═════ WORKING DATA ═════

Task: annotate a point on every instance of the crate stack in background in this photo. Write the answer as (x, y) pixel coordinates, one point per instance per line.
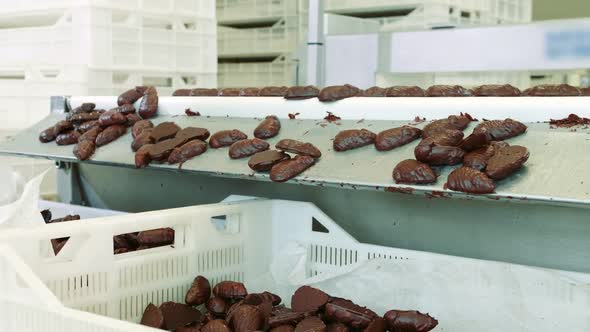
(258, 41)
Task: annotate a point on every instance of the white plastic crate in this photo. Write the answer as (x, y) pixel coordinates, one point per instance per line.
(258, 74)
(229, 241)
(249, 11)
(283, 37)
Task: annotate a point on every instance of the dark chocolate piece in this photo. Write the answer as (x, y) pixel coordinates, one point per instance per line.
(470, 180)
(496, 90)
(288, 169)
(247, 147)
(506, 161)
(395, 137)
(447, 91)
(302, 92)
(338, 92)
(268, 128)
(199, 292)
(404, 91)
(110, 134)
(297, 147)
(187, 151)
(411, 171)
(226, 138)
(352, 139)
(152, 317)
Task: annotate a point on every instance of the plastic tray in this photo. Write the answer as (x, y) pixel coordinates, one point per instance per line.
(236, 240)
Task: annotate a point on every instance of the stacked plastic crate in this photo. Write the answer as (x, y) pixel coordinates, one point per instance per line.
(258, 40)
(100, 47)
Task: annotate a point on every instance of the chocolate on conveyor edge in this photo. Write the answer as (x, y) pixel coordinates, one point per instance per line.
(499, 130)
(552, 90)
(433, 154)
(187, 151)
(338, 92)
(390, 139)
(202, 92)
(226, 138)
(265, 160)
(470, 180)
(352, 139)
(110, 134)
(496, 90)
(148, 107)
(268, 128)
(405, 91)
(247, 147)
(273, 91)
(402, 321)
(164, 131)
(506, 161)
(411, 171)
(297, 147)
(289, 169)
(302, 92)
(447, 91)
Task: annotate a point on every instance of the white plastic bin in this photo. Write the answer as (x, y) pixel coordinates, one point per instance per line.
(227, 241)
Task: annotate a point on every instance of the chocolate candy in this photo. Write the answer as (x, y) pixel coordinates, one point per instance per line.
(308, 299)
(496, 90)
(552, 90)
(249, 92)
(139, 126)
(187, 151)
(230, 290)
(226, 138)
(404, 91)
(152, 317)
(297, 147)
(352, 139)
(156, 237)
(265, 160)
(148, 107)
(499, 130)
(68, 138)
(142, 156)
(191, 133)
(447, 91)
(84, 149)
(216, 325)
(411, 171)
(164, 131)
(178, 315)
(338, 92)
(273, 91)
(288, 169)
(346, 312)
(395, 137)
(181, 93)
(506, 161)
(111, 117)
(217, 306)
(302, 92)
(373, 92)
(470, 180)
(110, 134)
(268, 128)
(129, 97)
(409, 321)
(311, 324)
(247, 147)
(433, 154)
(204, 92)
(199, 292)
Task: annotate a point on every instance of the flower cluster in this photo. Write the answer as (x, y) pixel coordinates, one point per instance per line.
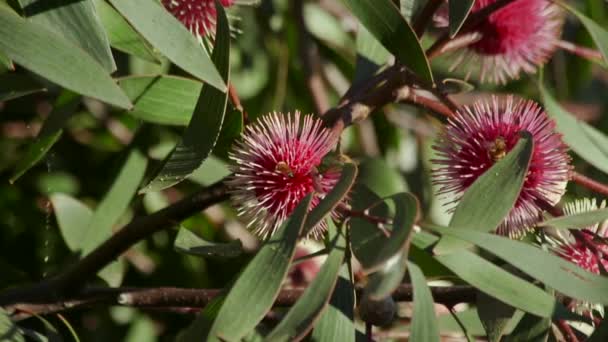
(277, 163)
(516, 38)
(480, 135)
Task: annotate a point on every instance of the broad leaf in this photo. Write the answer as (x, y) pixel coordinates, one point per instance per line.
(577, 221)
(203, 130)
(337, 321)
(492, 196)
(165, 100)
(189, 243)
(247, 302)
(589, 143)
(121, 35)
(171, 38)
(424, 321)
(77, 22)
(384, 21)
(51, 130)
(45, 53)
(550, 269)
(299, 319)
(459, 11)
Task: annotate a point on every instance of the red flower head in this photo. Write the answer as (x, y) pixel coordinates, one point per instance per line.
(516, 38)
(197, 15)
(478, 136)
(576, 249)
(276, 166)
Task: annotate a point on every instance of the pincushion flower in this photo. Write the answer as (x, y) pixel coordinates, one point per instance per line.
(276, 164)
(517, 38)
(478, 136)
(199, 16)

═════

# [PROBLEM DETAILS]
Output every entry exactly as given; pictures are not part of the copy.

# [SOLVED PROBLEM]
Task: annotate a point on every instance of the crate stack in background in this photo. Write the answer as (x, y) pixel coordinates, one point per instance per line.
(258, 41)
Task: annotate a point on every instance of the white plastic crate in this photo. Write the answer as (x, y) pixel coordinates, one point per instance per line.
(258, 74)
(229, 241)
(249, 11)
(283, 37)
Task: annotate a point on every instance of the dark chocolate piece in this photo. Write the answer as (x, y) pixel coordinates, one point per instance per line.
(470, 180)
(496, 90)
(288, 169)
(247, 147)
(506, 161)
(395, 137)
(447, 91)
(302, 92)
(338, 92)
(268, 128)
(199, 292)
(404, 91)
(110, 134)
(297, 147)
(187, 151)
(411, 171)
(226, 138)
(352, 139)
(152, 317)
Task: annotate a point on every instance of the plastic tray in this photo. Write the answer as (x, y) pixel coordinates, one point per instance per line.
(236, 240)
Task: annotate a point on every instance of the stacked plastic crate in this photo. Write the answer as (x, y) pixel coordinates, one point per instance per line.
(258, 40)
(100, 47)
Task: annotate a point on every instance of the chocolate on conveyor edge in this photo. Write the answer as (x, y) pixel coordinates, one point per instance per line.
(499, 130)
(552, 90)
(433, 154)
(187, 151)
(338, 92)
(390, 139)
(202, 92)
(226, 138)
(265, 160)
(470, 180)
(352, 139)
(110, 134)
(496, 90)
(148, 107)
(268, 128)
(405, 91)
(247, 147)
(273, 91)
(402, 321)
(164, 131)
(506, 161)
(411, 171)
(297, 147)
(289, 169)
(302, 92)
(447, 91)
Task: annotate a point on every instance of the white plastic bin in this photo. Write the answer as (x, y) pixel coordinates, one point per instance per line.
(227, 241)
Task: annotate a point on every instance of the chocolate candy in this photo. Write the answer as (x, y) pixel coordinates, one point per instance per line.
(308, 299)
(496, 90)
(552, 90)
(249, 92)
(139, 126)
(187, 151)
(230, 290)
(226, 138)
(404, 91)
(152, 317)
(297, 147)
(352, 139)
(156, 237)
(265, 160)
(148, 107)
(499, 130)
(68, 138)
(142, 156)
(191, 133)
(447, 91)
(84, 149)
(216, 325)
(411, 171)
(164, 131)
(178, 315)
(338, 92)
(273, 91)
(288, 169)
(346, 312)
(395, 137)
(181, 93)
(506, 161)
(111, 117)
(217, 306)
(302, 92)
(373, 92)
(470, 180)
(110, 134)
(268, 128)
(129, 97)
(409, 321)
(311, 324)
(247, 147)
(433, 154)
(204, 92)
(199, 292)
Task: annotate a point on every instance of the flower cluster in this photo. Write the answer as (x, y) pixel coordinates, one point per instance per line.
(277, 163)
(516, 38)
(480, 135)
Task: annotate a point on every instance of the broad leaf in this photo. Write the answer as (x, y) pixel coordinates, one point per instance per line.
(577, 221)
(203, 130)
(337, 321)
(492, 196)
(165, 100)
(189, 243)
(247, 302)
(589, 143)
(121, 35)
(171, 38)
(424, 321)
(77, 22)
(384, 21)
(51, 130)
(45, 53)
(550, 269)
(299, 319)
(459, 11)
Task: annotate a point on every instance of the red flower head in this photo. Write the answer as (x, y) pixel coordinates, one point per instance per line.
(516, 38)
(197, 15)
(478, 136)
(576, 249)
(276, 166)
Task: annotate a point on every instance of the pincushion flower in this photo. Write the answer as (x, y) pixel coordinates, one point per instance per line.
(276, 164)
(517, 38)
(478, 136)
(199, 16)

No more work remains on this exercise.